* Task description
The answer is to be the full listing, unchanged in every line.

* Data for analysis

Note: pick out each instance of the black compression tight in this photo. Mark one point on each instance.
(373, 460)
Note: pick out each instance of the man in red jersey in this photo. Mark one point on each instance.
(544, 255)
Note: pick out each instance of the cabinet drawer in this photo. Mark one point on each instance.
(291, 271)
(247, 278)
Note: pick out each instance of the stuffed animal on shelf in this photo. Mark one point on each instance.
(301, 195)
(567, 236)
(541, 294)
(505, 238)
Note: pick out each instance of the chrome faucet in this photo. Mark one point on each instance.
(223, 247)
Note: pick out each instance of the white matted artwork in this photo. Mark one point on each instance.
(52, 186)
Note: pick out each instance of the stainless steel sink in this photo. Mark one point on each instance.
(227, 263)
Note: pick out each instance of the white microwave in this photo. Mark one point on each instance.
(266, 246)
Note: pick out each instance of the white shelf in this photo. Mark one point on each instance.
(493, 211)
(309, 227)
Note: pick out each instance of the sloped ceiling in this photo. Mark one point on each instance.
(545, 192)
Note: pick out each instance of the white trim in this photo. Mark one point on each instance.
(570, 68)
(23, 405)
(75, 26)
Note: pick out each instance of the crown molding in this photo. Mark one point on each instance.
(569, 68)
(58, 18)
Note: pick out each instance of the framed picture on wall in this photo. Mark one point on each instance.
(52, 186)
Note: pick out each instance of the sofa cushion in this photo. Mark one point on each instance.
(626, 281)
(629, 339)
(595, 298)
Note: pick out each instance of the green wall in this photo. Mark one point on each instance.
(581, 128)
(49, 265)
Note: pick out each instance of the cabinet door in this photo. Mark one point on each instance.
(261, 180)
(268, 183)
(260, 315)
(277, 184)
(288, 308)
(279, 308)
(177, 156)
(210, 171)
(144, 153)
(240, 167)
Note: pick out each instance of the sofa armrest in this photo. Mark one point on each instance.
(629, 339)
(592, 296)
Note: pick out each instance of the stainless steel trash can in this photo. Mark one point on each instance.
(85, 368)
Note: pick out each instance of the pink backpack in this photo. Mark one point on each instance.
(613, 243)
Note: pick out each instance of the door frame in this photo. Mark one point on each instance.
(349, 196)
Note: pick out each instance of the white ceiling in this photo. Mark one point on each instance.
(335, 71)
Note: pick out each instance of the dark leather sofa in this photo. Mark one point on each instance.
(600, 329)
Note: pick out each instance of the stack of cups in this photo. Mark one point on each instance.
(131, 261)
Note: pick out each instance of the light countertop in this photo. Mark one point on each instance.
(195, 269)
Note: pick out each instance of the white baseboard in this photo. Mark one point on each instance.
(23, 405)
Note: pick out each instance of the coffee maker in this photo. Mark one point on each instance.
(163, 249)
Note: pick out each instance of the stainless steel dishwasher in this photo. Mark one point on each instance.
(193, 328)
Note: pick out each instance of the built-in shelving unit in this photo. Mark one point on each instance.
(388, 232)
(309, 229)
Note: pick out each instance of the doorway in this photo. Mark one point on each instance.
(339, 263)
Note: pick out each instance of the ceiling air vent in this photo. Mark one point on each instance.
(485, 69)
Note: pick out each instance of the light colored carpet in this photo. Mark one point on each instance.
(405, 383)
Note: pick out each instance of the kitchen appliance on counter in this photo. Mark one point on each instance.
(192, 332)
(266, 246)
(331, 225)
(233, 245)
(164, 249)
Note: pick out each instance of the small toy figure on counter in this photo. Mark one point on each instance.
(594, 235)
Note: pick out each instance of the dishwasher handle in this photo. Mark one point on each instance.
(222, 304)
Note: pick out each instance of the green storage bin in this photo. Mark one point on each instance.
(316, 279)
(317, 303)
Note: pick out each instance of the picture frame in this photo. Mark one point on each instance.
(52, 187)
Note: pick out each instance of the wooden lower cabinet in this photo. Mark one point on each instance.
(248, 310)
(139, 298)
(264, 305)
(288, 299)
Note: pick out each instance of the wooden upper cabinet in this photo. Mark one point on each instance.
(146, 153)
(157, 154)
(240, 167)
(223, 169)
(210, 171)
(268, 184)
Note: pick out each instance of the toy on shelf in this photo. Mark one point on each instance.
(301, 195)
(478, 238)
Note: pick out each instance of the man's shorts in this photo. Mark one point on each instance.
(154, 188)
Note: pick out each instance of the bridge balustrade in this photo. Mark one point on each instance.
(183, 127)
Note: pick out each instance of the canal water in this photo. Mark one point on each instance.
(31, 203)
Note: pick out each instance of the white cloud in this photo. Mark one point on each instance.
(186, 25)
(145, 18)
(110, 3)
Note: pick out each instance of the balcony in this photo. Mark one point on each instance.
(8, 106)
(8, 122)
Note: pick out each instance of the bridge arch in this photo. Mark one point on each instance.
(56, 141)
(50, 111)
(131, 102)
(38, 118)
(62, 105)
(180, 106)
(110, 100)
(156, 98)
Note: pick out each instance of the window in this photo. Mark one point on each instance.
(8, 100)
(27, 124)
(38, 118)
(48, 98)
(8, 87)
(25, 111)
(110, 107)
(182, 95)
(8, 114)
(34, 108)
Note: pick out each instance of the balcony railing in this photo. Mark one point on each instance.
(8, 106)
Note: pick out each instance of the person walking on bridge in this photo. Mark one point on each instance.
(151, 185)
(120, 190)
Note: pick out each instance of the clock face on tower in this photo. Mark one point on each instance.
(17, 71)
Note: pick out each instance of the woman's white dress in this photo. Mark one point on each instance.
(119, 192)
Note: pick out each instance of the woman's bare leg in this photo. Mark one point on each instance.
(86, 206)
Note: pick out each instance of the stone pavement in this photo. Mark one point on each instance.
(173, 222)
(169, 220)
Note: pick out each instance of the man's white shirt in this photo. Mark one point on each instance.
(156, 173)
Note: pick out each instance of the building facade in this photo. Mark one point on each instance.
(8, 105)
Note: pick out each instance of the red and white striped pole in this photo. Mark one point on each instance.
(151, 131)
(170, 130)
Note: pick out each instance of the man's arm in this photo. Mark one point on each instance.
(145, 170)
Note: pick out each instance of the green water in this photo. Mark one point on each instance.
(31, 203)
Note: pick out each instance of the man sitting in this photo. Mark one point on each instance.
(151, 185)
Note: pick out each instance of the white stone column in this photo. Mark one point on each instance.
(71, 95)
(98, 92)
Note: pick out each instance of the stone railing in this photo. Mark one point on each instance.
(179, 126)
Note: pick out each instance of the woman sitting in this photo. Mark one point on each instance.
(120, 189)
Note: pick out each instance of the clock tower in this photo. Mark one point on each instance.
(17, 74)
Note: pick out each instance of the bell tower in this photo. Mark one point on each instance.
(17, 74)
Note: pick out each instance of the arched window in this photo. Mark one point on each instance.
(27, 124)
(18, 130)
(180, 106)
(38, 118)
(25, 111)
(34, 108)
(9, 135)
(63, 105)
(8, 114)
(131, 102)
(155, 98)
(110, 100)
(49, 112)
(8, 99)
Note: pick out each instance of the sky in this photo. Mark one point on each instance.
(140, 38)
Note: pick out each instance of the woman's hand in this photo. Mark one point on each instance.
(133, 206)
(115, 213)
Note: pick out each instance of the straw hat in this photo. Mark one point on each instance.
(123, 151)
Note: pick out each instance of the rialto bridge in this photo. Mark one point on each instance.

* Written response
Note: pick out each instance of the black compression tight in this photo. Mark one point on each instance.
(373, 460)
Note: pick out each instance of the man in red jersey in this photo. Mark one point on each instance.
(544, 255)
Note: pick out each instance of the cabinet drawer in this photo. Mark one point on each instance.
(291, 271)
(247, 278)
Note: pick out each instance of the stuffed animal on shelf in this photo. Mark one point on each instance.
(301, 195)
(567, 236)
(541, 294)
(505, 238)
Note: pick out each instance of the chrome faucet in this photo. Mark one point on each instance.
(223, 247)
Note: pick out each instance of the white matted artwork in this photo. Mark one point on each instance.
(52, 186)
Note: pick out each instance of the stainless steel sink in this photo. Mark one point on each instance.
(227, 263)
Note: pick out each instance of the white microwave in this photo. Mark one point on each instance.
(266, 246)
Note: pick out each instance of the white shelf in this photo. Mark one point on each instance.
(493, 211)
(309, 227)
Note: pick out each instance of the sloped ceiling in this photo. Mark one point on each instance.
(545, 192)
Note: pick out each instance of the white trim in this photo. Mark one point on each instance.
(570, 68)
(23, 405)
(75, 26)
Note: pick out each instance of the crown molding in this photo. Mark one point on each instance.
(569, 68)
(58, 18)
Note: pick out each instance of the framed picture on wall in this photo. Mark one point on each instance.
(52, 186)
Note: pick out each instance of the sofa cushion in this photo. Mark one point on each instance.
(626, 281)
(629, 339)
(595, 298)
Note: pick out each instance of the green wall in this photo. Mark one point on each instance.
(581, 128)
(49, 265)
Note: pick out each instance of the cabinet door in this photo. Mark one point on each instance.
(261, 180)
(268, 183)
(260, 315)
(277, 184)
(288, 308)
(279, 308)
(177, 156)
(210, 171)
(144, 153)
(240, 167)
Note: pick out each instance of the sofa armrest in this photo. Mark one point on each instance.
(629, 339)
(592, 296)
Note: pick out each instance of the stainless steel trash can in this photo. Mark one point on each instance.
(85, 368)
Note: pick out each instance of the pink backpack in this photo. Mark one point on each instance.
(613, 243)
Note: pick out each instance of the door frame in this photo. Mark one point on each instance.
(349, 196)
Note: pick out each instance of the white ceiling in this photo. Mark one point on each instance.
(335, 71)
Note: pick out each instance of the dark leather sofa in this photo. Mark one point on each instance.
(600, 329)
Note: pick out each instance of the stack of cups in this photo. Mark one point on each instance.
(131, 261)
Note: pick out each instance of the light countertop in this photo. Mark one point on each instance.
(195, 269)
Note: pick out each instance of the white baseboard in this photo. Mark one point on each instance.
(23, 405)
Note: pick out each instance of the coffee maker in this photo. Mark one point on each instance.
(163, 249)
Note: pick out each instance of the stainless steel dishwasher in this photo. Mark one point on each instance.
(193, 328)
Note: pick out each instance of the built-in shelving unit in this photo. Mark one point on each instance.
(388, 232)
(309, 229)
Note: pick out each instance of the doorway in this photo. Mark one point on each instance.
(339, 263)
Note: pick out each instance of the ceiling air vent in this photo. Mark one point on each instance.
(485, 69)
Note: pick out each instance of the light colored carpet in this photo. Mark one point on each instance.
(405, 383)
Note: pick out each instance of the kitchen appliance on counter in this photo. Mark one point on each instance.
(192, 332)
(266, 246)
(331, 225)
(233, 245)
(164, 249)
Note: pick out each instance of the small toy figure on counter in this photo. Mark one point on each instance.
(594, 235)
Note: pick out each instance of the dishwasher handle in this photo. Mark one point on each instance.
(222, 304)
Note: pick out each instance of the green storage bin in this photo. Mark one point on each instance.
(316, 279)
(317, 303)
Note: pick out each instance of the picture frame in this photo. Mark one point on each instance.
(52, 187)
Note: pick out each instance of the wooden lower cabinet in this photo. Mark one point on each instance.
(248, 310)
(139, 298)
(264, 305)
(288, 299)
Note: pick out each instance of the wooden upper cabinet in this photo. Mark one point on each instance.
(146, 153)
(157, 154)
(240, 167)
(223, 169)
(210, 171)
(268, 184)
Note: pick out each instance of the toy on shelf in this photo. Mark one point on each instance.
(301, 195)
(478, 238)
Note: pick out each instance of the man's shorts in this photo. Mark one point on each instance.
(154, 188)
Note: pick out each instance of the bridge balustrade in this photo. Mark one point on each instance.
(183, 127)
Note: pick out each instance of the canal water in this photo. Mark one point on each instance.
(31, 203)
Note: pick out each instance of the white cloud in this photo. Mark one point on each instance.
(186, 25)
(145, 18)
(110, 3)
Note: pick out each instance of the balcony in this photo. Mark one point on each instance.
(8, 106)
(8, 122)
Note: pick out each instance of the bridge arch in this photo. Mark one point on each instance.
(56, 141)
(50, 111)
(131, 102)
(38, 118)
(62, 105)
(180, 106)
(110, 100)
(156, 98)
Note: pick out each instance of the window in this photo. Mark one point on each instance.
(8, 100)
(27, 124)
(38, 118)
(48, 98)
(8, 87)
(25, 111)
(110, 107)
(182, 95)
(8, 114)
(34, 108)
Note: pick out each instance of the balcony railing in this photo. Mark one point on each instance.
(8, 106)
Note: pick out each instance of the person walking on bridge in this photo. Mark one point on each instance.
(151, 185)
(120, 190)
Note: pick out each instance of the clock face on tower in this photo. Mark one point on each instance.
(17, 71)
Note: pick out each instance of the woman's white dress in this photo. Mark one point on each instance.
(119, 192)
Note: pick out each instance of the woman's bare leg in this photo. Mark one point on each instance.
(86, 206)
Note: pick out each instance of the stone pavement in this photo. Mark one point on each instance.
(173, 222)
(169, 220)
Note: pick out each instance of the man's white shirt in this photo. Mark one point on each instance.
(156, 173)
Note: pick out each instance of the building facade in this photo. Mark one point on each instance.
(8, 105)
Note: pick out each instance of the red and white striped pole in this photo. Mark one point on each instance.
(151, 131)
(170, 130)
Note: pick out each instance of the man's arm in this photo. Mark one point on each instance.
(145, 170)
Note: pick out each instance of the green water in this photo. Mark one point on each instance.
(31, 203)
Note: pick out each instance of the man sitting in this photo. Mark one point on each instance.
(151, 185)
Note: pick out each instance of the white stone column in this photo. Mark one point on each instance.
(71, 95)
(98, 92)
Note: pick out each instance of the stone railing in this photo. Mark one point on each instance.
(179, 126)
Note: pick out each instance of the woman sitting in this photo. Mark one point on each instance.
(120, 189)
Note: pick out each instance of the clock tower in this photo. Mark one point on each instance.
(17, 74)
Note: pick out each instance of the bell tower in this photo. Mark one point on each instance.
(17, 74)
Note: pick out each instance of the arched window in this photo. Mark one point on each instance.
(27, 124)
(18, 130)
(180, 106)
(38, 118)
(25, 111)
(34, 108)
(9, 135)
(63, 105)
(8, 114)
(131, 102)
(155, 98)
(110, 100)
(49, 112)
(8, 99)
Note: pick out each instance of the sky in this photo. Mark one point on each instance.
(140, 38)
Note: pick out each instance of the woman's hand in this photo. Mark one point on each instance.
(133, 206)
(115, 213)
Note: pick out each instance of the straw hat in this photo. Mark one point on each instance.
(123, 151)
Note: pick out each instance of the rialto bridge in this photo. Mark one point on each instance.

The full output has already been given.